▸ DOCUMENT TEXT:
____

Wednesday, January 11, 2012

Steve Jobs

Steve Jobs
Steve Jobs, the intense, creative, groundbreaking, domineering, obsessive  co-founder of Apple Computer was the face of cutting edge technology.   The world was stunned when he died.

 He gave a commencement speech at Stanford University.  An excerpt:

 “No one wants to die.  Even people who want to go to heaven don’t want to die to get there.  And yet death is the destination we all share.  No one has ever escaped it.  And that is as it should be, because death is very likely the single best invention of life.  It’s life’s change agent:  it clears the old to make way for the new.  Right now, the new is you.  But someday, not too long from now, you will gradually become old and be cleared away.  Sorry to be so dramatic, but it’s quite true.” 

 Andy Crouch of Christianity Today saw him as a secular evangelist for technology-generated hope when he “strode on stage with a miracle in his pocket.”   But his cold outlook was godless, soulless, self-centered, morally neutral and offered no promise of an afterlife.  On 60 Minutes Jobs said “You’re born alone, you’re gonna die alone.  And does anything else really matter?  I mean what is it exactly, is it that you have to lose?  You know?  There’s nothing.”

 This was consistent with his embrace of Zen Buddhism, which is non-theistic and denies the existence of self. 

 But impending death challenged him.  He told biographer Walter Isaacson  “Sometimes I believe in God, sometimes I don’t.  I think it’s 50-50 maybe.  But ever since I’ve had cancer, I’ve been thinking about it more.  And I find myself believing a bit more….. maybe it’s because I want to believe in an afterlife.’ 

 Steve Jobs was consumed with work to the exclusion of many other things, including God.  Once his illness slowed him down he seems to have sensed Him and decided there was a better than even chance for an afterlife after all.  Shortly before he died Jobs told his sister “that he was going to a better place.”

“Oh wow, Oh wow, Oh wow” were Steve Jobs’ last words.  Peggy Noonan, writing in, The Wall Street Journal, thinks they “were the best thing said in 2011.”  “What happened  there that he looked away from his family and expressed what sounds like awe?”

Noonan told of a friend whose son died at home, surrounded by family.  “As Robert breathed his last an infant in the room let out a great baby laugh as if he saw something joyous, wonderful and gestured toward the area above Robert’s head.  The infant’s mother, startled, moved to shush him but my friend, her mother, said no, maybe he’s reacting to …something only babies see.”  And the dying person experiences.

 Monumental wealth, fame and success still leaves one guessing about the afterlife.  Steve Jobs learned it exists when he finally met God.  It would have been better if he’d been a Christian and known Him long before he died.

____

Stored items from a collection:

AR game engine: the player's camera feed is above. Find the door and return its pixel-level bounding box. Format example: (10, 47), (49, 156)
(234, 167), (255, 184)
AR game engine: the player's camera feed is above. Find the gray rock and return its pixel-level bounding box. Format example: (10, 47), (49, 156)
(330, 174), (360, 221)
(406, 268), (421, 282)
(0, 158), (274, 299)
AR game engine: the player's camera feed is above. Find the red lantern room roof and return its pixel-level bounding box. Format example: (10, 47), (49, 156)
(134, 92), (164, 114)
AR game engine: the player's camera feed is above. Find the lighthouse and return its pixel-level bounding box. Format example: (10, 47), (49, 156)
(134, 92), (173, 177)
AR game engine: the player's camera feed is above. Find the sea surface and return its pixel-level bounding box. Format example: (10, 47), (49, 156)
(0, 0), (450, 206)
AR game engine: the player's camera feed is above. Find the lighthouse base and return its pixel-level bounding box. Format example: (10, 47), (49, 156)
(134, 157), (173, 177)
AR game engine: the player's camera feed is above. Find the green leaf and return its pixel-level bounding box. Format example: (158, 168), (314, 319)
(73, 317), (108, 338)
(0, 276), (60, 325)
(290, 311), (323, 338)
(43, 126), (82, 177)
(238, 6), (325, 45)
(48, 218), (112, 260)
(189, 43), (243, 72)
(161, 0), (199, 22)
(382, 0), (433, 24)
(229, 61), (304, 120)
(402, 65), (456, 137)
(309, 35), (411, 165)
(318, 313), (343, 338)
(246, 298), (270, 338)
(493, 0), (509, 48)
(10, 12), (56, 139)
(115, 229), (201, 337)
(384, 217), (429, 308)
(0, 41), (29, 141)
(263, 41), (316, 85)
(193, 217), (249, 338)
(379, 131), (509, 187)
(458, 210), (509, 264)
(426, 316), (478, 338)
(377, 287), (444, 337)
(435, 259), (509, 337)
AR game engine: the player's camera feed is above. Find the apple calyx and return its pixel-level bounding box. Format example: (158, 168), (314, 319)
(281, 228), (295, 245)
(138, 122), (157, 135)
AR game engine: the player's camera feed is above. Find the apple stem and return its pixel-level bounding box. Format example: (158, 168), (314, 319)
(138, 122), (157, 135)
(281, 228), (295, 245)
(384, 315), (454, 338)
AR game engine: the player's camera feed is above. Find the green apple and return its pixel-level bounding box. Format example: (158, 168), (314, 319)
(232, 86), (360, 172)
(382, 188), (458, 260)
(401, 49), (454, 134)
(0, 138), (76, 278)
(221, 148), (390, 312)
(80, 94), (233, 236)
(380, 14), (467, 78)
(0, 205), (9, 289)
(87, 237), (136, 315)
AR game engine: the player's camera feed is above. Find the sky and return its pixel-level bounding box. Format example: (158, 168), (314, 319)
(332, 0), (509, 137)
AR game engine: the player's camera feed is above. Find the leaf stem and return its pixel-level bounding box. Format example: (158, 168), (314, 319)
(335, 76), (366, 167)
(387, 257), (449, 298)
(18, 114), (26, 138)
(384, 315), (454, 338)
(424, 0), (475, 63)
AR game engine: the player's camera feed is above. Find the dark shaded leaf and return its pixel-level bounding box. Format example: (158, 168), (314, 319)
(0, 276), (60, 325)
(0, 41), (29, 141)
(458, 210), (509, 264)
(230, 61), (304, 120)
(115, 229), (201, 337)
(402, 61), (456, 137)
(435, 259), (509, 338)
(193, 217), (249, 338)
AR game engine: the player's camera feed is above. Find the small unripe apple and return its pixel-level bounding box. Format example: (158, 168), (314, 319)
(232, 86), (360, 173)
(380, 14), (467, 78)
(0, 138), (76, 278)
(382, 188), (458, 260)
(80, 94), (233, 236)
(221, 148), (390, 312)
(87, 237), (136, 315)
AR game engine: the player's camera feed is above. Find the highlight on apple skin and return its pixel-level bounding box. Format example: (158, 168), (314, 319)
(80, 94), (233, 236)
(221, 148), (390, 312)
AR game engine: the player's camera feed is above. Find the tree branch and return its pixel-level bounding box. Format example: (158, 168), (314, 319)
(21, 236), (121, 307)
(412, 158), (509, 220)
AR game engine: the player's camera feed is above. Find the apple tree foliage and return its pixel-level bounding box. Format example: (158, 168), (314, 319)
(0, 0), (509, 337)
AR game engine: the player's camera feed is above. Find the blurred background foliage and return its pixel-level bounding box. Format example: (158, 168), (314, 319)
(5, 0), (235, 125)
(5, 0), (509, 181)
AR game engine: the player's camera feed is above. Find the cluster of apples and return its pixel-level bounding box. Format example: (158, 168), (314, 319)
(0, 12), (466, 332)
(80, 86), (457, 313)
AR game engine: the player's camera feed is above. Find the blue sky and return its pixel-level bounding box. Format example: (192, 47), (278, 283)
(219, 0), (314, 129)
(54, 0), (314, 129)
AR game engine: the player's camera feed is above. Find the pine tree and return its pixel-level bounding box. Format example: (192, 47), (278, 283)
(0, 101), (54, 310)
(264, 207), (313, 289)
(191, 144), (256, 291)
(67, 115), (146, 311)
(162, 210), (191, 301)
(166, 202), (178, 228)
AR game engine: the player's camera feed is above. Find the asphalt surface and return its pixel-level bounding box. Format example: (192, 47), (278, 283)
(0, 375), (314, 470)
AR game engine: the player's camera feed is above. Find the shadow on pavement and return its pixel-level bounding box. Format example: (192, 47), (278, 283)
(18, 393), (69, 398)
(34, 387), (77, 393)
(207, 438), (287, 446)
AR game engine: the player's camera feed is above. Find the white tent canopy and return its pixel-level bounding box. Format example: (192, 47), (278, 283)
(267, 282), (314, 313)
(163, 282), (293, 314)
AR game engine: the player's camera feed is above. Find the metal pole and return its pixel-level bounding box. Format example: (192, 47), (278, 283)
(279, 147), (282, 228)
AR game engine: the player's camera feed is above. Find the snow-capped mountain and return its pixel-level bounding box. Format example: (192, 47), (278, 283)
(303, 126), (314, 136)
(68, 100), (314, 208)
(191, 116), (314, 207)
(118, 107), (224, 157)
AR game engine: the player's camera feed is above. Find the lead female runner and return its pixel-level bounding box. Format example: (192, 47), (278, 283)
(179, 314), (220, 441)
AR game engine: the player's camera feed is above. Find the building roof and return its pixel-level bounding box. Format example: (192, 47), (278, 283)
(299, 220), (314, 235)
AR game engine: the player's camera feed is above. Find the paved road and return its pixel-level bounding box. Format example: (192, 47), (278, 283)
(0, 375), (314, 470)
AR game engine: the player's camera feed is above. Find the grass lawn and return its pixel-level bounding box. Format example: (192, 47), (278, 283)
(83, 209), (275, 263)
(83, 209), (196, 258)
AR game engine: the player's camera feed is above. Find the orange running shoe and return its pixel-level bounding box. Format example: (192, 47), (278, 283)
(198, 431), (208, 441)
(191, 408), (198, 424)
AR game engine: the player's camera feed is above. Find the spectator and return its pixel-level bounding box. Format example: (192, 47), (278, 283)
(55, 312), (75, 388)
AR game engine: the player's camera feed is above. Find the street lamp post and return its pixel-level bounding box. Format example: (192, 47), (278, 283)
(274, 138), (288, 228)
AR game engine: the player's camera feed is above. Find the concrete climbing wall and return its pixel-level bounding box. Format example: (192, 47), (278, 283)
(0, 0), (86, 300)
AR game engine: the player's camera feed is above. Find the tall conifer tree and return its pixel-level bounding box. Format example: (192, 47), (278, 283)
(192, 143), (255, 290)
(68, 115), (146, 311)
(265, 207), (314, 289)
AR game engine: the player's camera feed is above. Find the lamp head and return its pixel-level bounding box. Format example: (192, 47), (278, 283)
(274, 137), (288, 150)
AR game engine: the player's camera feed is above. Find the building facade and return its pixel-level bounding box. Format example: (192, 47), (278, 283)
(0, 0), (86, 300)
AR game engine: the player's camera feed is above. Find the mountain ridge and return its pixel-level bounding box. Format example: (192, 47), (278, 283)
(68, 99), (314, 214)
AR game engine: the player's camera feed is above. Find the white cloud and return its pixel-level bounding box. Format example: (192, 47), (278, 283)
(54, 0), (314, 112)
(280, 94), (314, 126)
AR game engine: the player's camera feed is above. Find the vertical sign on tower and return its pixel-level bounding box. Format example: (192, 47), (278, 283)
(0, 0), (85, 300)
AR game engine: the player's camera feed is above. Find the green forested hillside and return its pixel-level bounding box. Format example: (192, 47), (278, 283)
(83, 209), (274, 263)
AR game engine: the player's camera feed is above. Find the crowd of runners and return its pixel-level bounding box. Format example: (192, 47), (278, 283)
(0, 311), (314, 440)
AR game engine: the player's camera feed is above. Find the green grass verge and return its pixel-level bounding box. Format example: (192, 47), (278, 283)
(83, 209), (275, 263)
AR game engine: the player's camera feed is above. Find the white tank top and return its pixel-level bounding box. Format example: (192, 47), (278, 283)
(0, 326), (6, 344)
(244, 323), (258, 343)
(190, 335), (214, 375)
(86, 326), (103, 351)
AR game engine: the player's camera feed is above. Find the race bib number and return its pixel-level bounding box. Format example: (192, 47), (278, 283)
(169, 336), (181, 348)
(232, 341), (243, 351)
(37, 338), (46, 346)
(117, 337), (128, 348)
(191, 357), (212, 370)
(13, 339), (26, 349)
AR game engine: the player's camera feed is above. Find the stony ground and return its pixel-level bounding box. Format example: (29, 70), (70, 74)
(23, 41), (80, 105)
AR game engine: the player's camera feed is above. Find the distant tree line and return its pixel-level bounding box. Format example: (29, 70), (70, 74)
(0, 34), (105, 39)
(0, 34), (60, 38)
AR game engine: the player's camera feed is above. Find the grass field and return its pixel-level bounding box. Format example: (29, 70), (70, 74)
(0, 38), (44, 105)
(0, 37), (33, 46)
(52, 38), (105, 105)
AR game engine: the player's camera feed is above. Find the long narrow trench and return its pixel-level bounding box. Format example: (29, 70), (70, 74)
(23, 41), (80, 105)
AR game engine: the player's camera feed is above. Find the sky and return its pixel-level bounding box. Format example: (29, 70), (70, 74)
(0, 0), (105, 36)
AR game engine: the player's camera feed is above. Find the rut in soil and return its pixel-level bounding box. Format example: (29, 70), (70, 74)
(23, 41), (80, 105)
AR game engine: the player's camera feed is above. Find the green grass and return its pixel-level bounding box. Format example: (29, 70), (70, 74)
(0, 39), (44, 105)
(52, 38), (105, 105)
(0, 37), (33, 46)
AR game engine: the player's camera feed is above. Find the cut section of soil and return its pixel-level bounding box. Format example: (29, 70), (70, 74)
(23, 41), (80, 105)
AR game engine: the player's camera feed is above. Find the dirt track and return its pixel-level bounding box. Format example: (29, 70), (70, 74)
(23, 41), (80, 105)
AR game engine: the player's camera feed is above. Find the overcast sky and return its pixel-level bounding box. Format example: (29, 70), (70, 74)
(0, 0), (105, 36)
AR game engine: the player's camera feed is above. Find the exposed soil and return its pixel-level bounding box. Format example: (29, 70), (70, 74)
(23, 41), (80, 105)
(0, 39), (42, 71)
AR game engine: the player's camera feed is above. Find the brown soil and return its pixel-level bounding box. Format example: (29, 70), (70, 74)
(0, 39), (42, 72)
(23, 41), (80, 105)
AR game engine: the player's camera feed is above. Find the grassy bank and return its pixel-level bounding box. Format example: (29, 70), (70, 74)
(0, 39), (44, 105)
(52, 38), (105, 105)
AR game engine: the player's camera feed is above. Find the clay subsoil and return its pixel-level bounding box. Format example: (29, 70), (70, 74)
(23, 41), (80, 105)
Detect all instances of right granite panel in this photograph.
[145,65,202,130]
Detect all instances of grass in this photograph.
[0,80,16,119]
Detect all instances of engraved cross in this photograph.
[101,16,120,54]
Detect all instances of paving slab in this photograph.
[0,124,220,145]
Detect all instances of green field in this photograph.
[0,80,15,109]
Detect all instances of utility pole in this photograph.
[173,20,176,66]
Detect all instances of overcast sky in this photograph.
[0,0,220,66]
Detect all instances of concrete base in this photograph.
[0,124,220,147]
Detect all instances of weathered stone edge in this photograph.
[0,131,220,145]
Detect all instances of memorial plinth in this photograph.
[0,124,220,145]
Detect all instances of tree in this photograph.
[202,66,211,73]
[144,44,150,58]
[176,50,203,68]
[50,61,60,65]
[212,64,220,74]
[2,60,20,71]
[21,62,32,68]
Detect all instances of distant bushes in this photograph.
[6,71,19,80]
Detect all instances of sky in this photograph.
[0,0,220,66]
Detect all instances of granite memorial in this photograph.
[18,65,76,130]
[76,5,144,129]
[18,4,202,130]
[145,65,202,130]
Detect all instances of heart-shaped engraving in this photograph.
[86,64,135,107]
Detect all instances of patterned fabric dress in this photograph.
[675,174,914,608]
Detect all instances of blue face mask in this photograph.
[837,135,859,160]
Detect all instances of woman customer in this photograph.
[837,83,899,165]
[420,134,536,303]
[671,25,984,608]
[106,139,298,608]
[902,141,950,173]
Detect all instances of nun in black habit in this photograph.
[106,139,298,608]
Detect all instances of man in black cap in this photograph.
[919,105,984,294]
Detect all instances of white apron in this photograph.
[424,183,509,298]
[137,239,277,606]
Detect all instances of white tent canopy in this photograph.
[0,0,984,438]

____

▸ WHAT IS NEEDED:
Please answer these questions from the Steve Jobs text above:
(a) At which university did Jobs give a commencement speech?
(b) What did Jobs tell his sister shortly before he died?
(c) In which newspaper was Peggy Noonan writing?

▸ RESULT OF THE TASK:
(a) Stanford University
(b) That he was going to a better place
(c) The Wall Street Journal